_What this exercise asks_
a - Reproduce the part of the thread on 200-inch bucks that begins at the words "I have a Great" and stops after "or see them.".
b - In the thread on 200-inch bucks, why did the cousin's arrow miss the buck during bow season? Answer in one to three sentences.

_Passage_
__________

# How many ogfrs have seen a 200" buck



## BURNIN DAYLIGHT

I have seen some very big buck in my day a 195+ giant double drop tine in the city of Youngstown ,ohio several years ago that was next to a 24- 26" 8pt at wkbn on midlothian and South ave in the fence. I also saw a 185+south east of new Castle, pa .ended up hit by a car .also a 180" double drop tine also hit by a car on 224 3years ago by pa line

I have a Great Friend that has a 200"+ giant running around his stand this season is winding down they are very rare but they are out there I'm hoping that he gets the opportunity to get the shot he had it at 30yds but no shot I give him credit for not taking a bad shot and possibly wounding him.
Tell your story's would love to hear them or see them.


----------



## caseyroo

Only seen one true over 200" buck, and it was behind a fence at a deer farm. I know not really relevant to seeing one in the wild, but I was blown away by just the mass and length. I have seen quite a few 170's, and couple in the 180's, but they didn't compare to that monster. I would compare it to a nice 8lb walleye, and then pulling in a 12lber; is a whole different animal!


----------



## jmyers8

Shot at one during the rut bout 8 years ago. He was killed suring gun season 7 miles from where i shot at him back in his home territory. A guy near where he was killed had videos and pics since he was a 3 year old. He scored 204. Made me sick that i missed him but was also a great experience to see one on the hoof


----------



## ironman172

Seen several, but never hunting them


----------



## Eastside Al

Only on tv shows and at deer farms
Truely a special deer


----------



## BURNIN DAYLIGHT

I was hunting both the 185 se of new Castle we seen him 5-6 times in the alfalfa field between 2 cornfields always last light and too far 75-100yds out small farm . 
The other is i had on camera 6-7times on 2 different cameras late October early November but never seen him till he was dead he got hit 1.5 -2 miles from where I saw him on camera he liked small small thickets less then 2acrs little areas you wouldn't think of looking but the deer funneled it my cousin missed him during bow season just lowered his bow down from his stand 11am early November looked up here he comes pulls his bow back up knocked an arrow the buck looks up sees him runs out to 45+- yds stops turns looks up at him he was full drawn misjudged the yds right under him gone after he later rangefound it 53 54 55yd something like that


----------



## Seaturd

Don't know if it made 200 or not but some lady in a Ford mini-van hit the biggest buck I've ever seen on rt 77N about 10 miles north of exit 28. A statey was already on scene as well several pickup trucks with guys admiring the monster. I slowed as much as I could - the rack appeared intact - very wide with heavy mains and a lot of long tines. The deer itself was enormous - rough guess in the 300 lb range. This was a good 20 yrs ago.


----------



## Lundy

Never, I think I have only seen 3 that would push 180 in 47 years of deer hunting Ohio


----------



## 9Left

Yep... I Hunt a lot of places in Ohio, public and private, i saw one once probably in the 170 range, and i thought that was HUGE!


----------



## catmoris

I saw him 3 years ago and have no idea about score


----------



## mmtchell

Saw a guy bring this in to the check station ...biggest I have ever seen .. arrowed it in brush creek in Jefferson county ,, at least 10 years ago ..in the pouring rain...it was bigger in person ..me and my brother were in the check station and somebody called and said this guy is bringing in a monster 22 point , I guess they new him because they were all laughing like it was a lie,, I was by the door when I saw this truck pull up and saw the rack sticking out the top of the bed ,,, then I stopped all there laughing when I yelled out ,,HE AINT BULLSHITIN


----------



## hopintocash2

These are probably the 2 biggest I've seen, and neither hit 150.

__________

_Stored records_

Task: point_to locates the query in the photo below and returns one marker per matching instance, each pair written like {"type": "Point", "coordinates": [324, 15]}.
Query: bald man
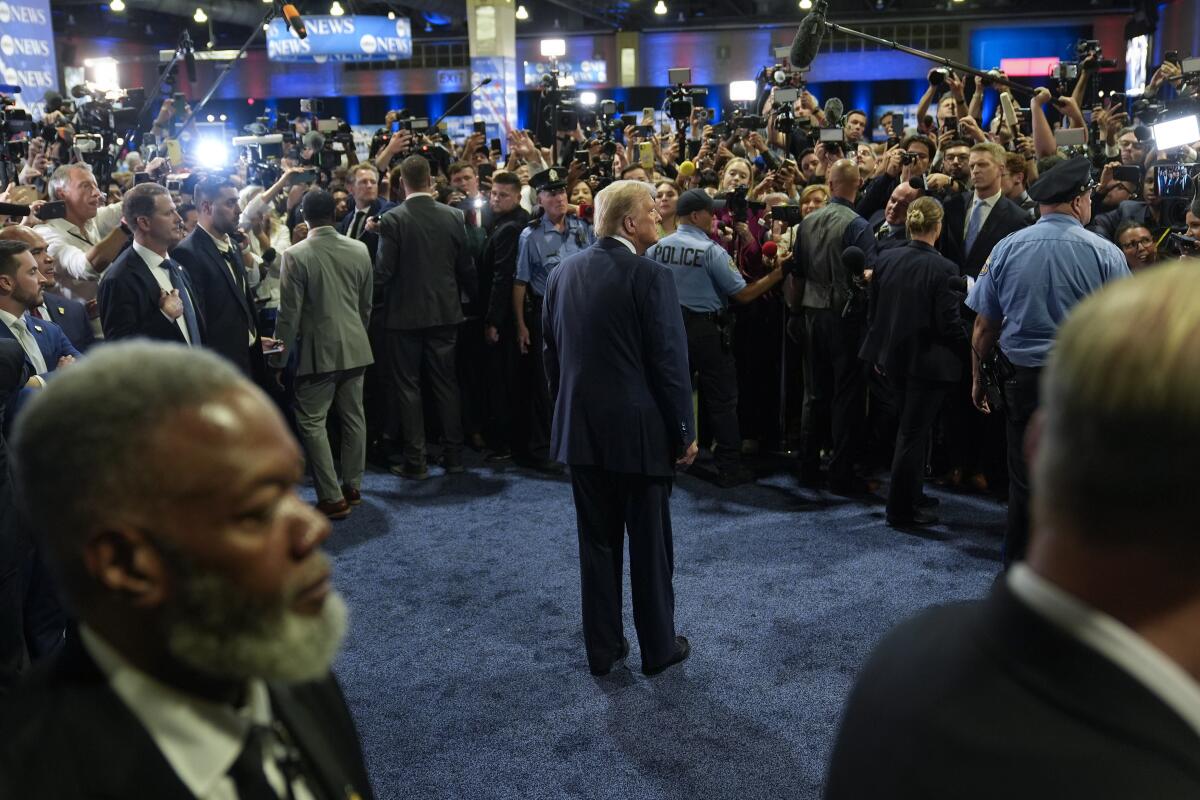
{"type": "Point", "coordinates": [832, 302]}
{"type": "Point", "coordinates": [69, 314]}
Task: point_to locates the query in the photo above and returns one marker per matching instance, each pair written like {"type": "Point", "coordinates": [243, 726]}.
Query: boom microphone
{"type": "Point", "coordinates": [293, 17]}
{"type": "Point", "coordinates": [808, 37]}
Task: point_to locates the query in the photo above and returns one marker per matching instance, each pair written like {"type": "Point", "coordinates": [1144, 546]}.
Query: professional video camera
{"type": "Point", "coordinates": [682, 97]}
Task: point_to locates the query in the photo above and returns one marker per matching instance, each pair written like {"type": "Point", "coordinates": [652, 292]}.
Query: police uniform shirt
{"type": "Point", "coordinates": [703, 272]}
{"type": "Point", "coordinates": [543, 246]}
{"type": "Point", "coordinates": [1036, 276]}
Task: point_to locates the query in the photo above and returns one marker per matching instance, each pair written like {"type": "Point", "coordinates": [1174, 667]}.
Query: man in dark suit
{"type": "Point", "coordinates": [217, 274]}
{"type": "Point", "coordinates": [69, 314]}
{"type": "Point", "coordinates": [144, 292]}
{"type": "Point", "coordinates": [1079, 675]}
{"type": "Point", "coordinates": [976, 221]}
{"type": "Point", "coordinates": [611, 318]}
{"type": "Point", "coordinates": [423, 268]}
{"type": "Point", "coordinates": [208, 624]}
{"type": "Point", "coordinates": [21, 288]}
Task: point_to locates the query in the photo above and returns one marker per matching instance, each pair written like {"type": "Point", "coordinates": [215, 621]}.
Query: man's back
{"type": "Point", "coordinates": [617, 362]}
{"type": "Point", "coordinates": [325, 292]}
{"type": "Point", "coordinates": [424, 264]}
{"type": "Point", "coordinates": [990, 701]}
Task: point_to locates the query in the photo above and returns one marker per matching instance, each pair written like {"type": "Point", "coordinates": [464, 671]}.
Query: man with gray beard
{"type": "Point", "coordinates": [207, 618]}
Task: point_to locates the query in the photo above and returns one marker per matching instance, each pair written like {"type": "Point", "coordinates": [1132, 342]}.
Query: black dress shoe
{"type": "Point", "coordinates": [918, 518]}
{"type": "Point", "coordinates": [682, 653]}
{"type": "Point", "coordinates": [604, 671]}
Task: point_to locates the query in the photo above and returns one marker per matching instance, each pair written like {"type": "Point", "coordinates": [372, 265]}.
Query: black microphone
{"type": "Point", "coordinates": [833, 112]}
{"type": "Point", "coordinates": [808, 37]}
{"type": "Point", "coordinates": [293, 17]}
{"type": "Point", "coordinates": [853, 259]}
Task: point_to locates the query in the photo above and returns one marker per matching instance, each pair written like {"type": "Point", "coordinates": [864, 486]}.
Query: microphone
{"type": "Point", "coordinates": [808, 37]}
{"type": "Point", "coordinates": [853, 259]}
{"type": "Point", "coordinates": [293, 17]}
{"type": "Point", "coordinates": [833, 112]}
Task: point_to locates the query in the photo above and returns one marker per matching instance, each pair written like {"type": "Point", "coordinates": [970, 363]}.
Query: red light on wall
{"type": "Point", "coordinates": [1037, 67]}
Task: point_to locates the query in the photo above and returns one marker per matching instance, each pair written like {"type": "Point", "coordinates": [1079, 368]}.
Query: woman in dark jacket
{"type": "Point", "coordinates": [915, 337]}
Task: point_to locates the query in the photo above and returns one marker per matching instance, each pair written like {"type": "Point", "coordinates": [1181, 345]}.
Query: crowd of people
{"type": "Point", "coordinates": [861, 305]}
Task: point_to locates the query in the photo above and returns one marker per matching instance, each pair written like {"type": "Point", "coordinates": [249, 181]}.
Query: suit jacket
{"type": "Point", "coordinates": [129, 302]}
{"type": "Point", "coordinates": [989, 701]}
{"type": "Point", "coordinates": [223, 302]}
{"type": "Point", "coordinates": [72, 317]}
{"type": "Point", "coordinates": [616, 358]}
{"type": "Point", "coordinates": [325, 289]}
{"type": "Point", "coordinates": [913, 314]}
{"type": "Point", "coordinates": [1005, 218]}
{"type": "Point", "coordinates": [67, 735]}
{"type": "Point", "coordinates": [367, 238]}
{"type": "Point", "coordinates": [51, 341]}
{"type": "Point", "coordinates": [424, 264]}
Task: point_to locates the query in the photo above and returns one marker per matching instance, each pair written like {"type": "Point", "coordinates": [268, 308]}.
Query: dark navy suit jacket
{"type": "Point", "coordinates": [72, 317]}
{"type": "Point", "coordinates": [617, 362]}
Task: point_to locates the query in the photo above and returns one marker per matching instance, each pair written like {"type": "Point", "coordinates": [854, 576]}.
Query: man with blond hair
{"type": "Point", "coordinates": [611, 318]}
{"type": "Point", "coordinates": [1079, 675]}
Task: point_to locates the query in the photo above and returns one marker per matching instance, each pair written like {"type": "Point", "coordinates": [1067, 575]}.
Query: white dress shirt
{"type": "Point", "coordinates": [69, 245]}
{"type": "Point", "coordinates": [19, 328]}
{"type": "Point", "coordinates": [1113, 639]}
{"type": "Point", "coordinates": [989, 203]}
{"type": "Point", "coordinates": [154, 260]}
{"type": "Point", "coordinates": [199, 739]}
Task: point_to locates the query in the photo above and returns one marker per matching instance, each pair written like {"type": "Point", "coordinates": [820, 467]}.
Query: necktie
{"type": "Point", "coordinates": [177, 281]}
{"type": "Point", "coordinates": [247, 771]}
{"type": "Point", "coordinates": [30, 344]}
{"type": "Point", "coordinates": [360, 218]}
{"type": "Point", "coordinates": [973, 224]}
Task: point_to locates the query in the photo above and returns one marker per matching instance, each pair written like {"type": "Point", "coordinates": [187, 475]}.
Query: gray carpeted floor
{"type": "Point", "coordinates": [465, 663]}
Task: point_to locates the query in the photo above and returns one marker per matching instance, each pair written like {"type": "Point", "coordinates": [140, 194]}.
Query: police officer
{"type": "Point", "coordinates": [1025, 290]}
{"type": "Point", "coordinates": [552, 235]}
{"type": "Point", "coordinates": [706, 278]}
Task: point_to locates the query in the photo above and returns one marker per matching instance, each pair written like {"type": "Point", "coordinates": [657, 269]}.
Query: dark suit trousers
{"type": "Point", "coordinates": [918, 402]}
{"type": "Point", "coordinates": [718, 384]}
{"type": "Point", "coordinates": [834, 391]}
{"type": "Point", "coordinates": [533, 405]}
{"type": "Point", "coordinates": [605, 505]}
{"type": "Point", "coordinates": [432, 348]}
{"type": "Point", "coordinates": [1020, 402]}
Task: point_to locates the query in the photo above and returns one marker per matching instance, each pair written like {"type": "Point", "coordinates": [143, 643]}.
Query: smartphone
{"type": "Point", "coordinates": [646, 155]}
{"type": "Point", "coordinates": [57, 210]}
{"type": "Point", "coordinates": [304, 176]}
{"type": "Point", "coordinates": [1071, 137]}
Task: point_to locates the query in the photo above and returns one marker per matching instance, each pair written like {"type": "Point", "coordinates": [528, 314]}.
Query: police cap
{"type": "Point", "coordinates": [1063, 182]}
{"type": "Point", "coordinates": [549, 180]}
{"type": "Point", "coordinates": [696, 199]}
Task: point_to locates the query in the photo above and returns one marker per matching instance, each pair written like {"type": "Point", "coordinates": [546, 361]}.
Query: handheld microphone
{"type": "Point", "coordinates": [293, 17]}
{"type": "Point", "coordinates": [833, 112]}
{"type": "Point", "coordinates": [808, 37]}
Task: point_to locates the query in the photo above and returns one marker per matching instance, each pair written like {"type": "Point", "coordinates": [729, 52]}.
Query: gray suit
{"type": "Point", "coordinates": [423, 268]}
{"type": "Point", "coordinates": [325, 292]}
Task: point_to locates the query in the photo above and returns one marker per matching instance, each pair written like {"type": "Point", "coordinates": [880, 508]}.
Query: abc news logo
{"type": "Point", "coordinates": [28, 14]}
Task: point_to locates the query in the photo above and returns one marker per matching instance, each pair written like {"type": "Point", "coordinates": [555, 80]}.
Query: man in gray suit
{"type": "Point", "coordinates": [423, 268]}
{"type": "Point", "coordinates": [325, 302]}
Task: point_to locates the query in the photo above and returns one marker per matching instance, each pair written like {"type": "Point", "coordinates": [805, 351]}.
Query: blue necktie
{"type": "Point", "coordinates": [973, 226]}
{"type": "Point", "coordinates": [177, 281]}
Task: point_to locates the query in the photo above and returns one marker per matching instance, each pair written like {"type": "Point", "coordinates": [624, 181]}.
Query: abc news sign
{"type": "Point", "coordinates": [27, 49]}
{"type": "Point", "coordinates": [341, 38]}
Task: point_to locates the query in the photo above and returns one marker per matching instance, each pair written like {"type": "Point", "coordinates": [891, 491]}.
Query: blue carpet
{"type": "Point", "coordinates": [465, 663]}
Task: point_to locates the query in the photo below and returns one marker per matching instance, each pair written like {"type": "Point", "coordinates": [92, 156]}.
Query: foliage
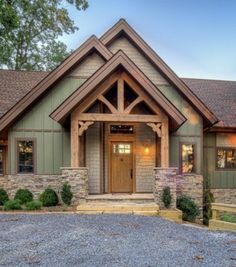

__________

_Task responses_
a -
I have a Great Friend that has a 200"+ giant running around his stand this season is winding down they are very rare but they are out there I'm hoping that he gets the opportunity to get the shot he had it at 30yds but no shot I give him credit for not taking a bad shot and possibly wounding him.
Tell your story's would love to hear them or see them.

b - He misjudged the distance. He took the buck to be about 45 yards out, but when he rangefound the spot later it was around 53 to 55 yards, so the arrow went right under the buck.